----- Supplied data

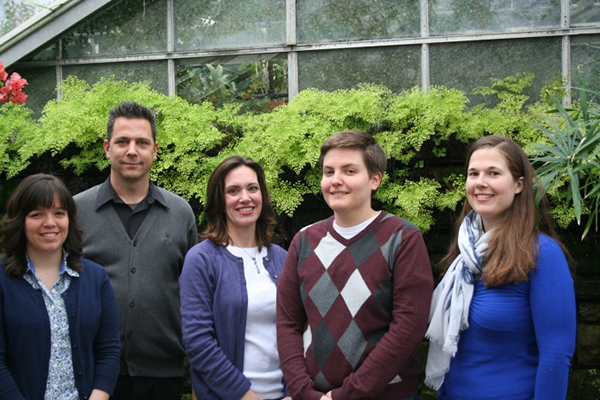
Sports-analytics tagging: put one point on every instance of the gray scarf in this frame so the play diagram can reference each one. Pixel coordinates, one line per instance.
(449, 313)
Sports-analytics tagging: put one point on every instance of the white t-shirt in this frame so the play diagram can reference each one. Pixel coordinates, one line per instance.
(261, 360)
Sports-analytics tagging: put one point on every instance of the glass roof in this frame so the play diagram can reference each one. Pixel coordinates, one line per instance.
(14, 13)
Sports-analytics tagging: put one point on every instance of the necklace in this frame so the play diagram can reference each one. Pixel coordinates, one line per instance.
(253, 258)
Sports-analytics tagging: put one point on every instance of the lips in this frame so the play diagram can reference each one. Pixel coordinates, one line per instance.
(50, 234)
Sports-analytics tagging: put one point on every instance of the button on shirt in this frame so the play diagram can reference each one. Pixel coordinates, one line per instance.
(61, 380)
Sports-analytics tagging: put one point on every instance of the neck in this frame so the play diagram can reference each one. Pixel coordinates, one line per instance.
(353, 219)
(45, 261)
(242, 237)
(131, 192)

----------

[Required work] Edit the rows from the line containing "the neck in" through the end of the rows, changing "play diagram" to "match report" and keeping everything else the same.

[Expected answer]
Sports-analytics tagging: put one point on every instance of the neck in this frame so the match report can reference each one. Pixel coordinates, one line per instance.
(353, 219)
(45, 261)
(242, 237)
(131, 192)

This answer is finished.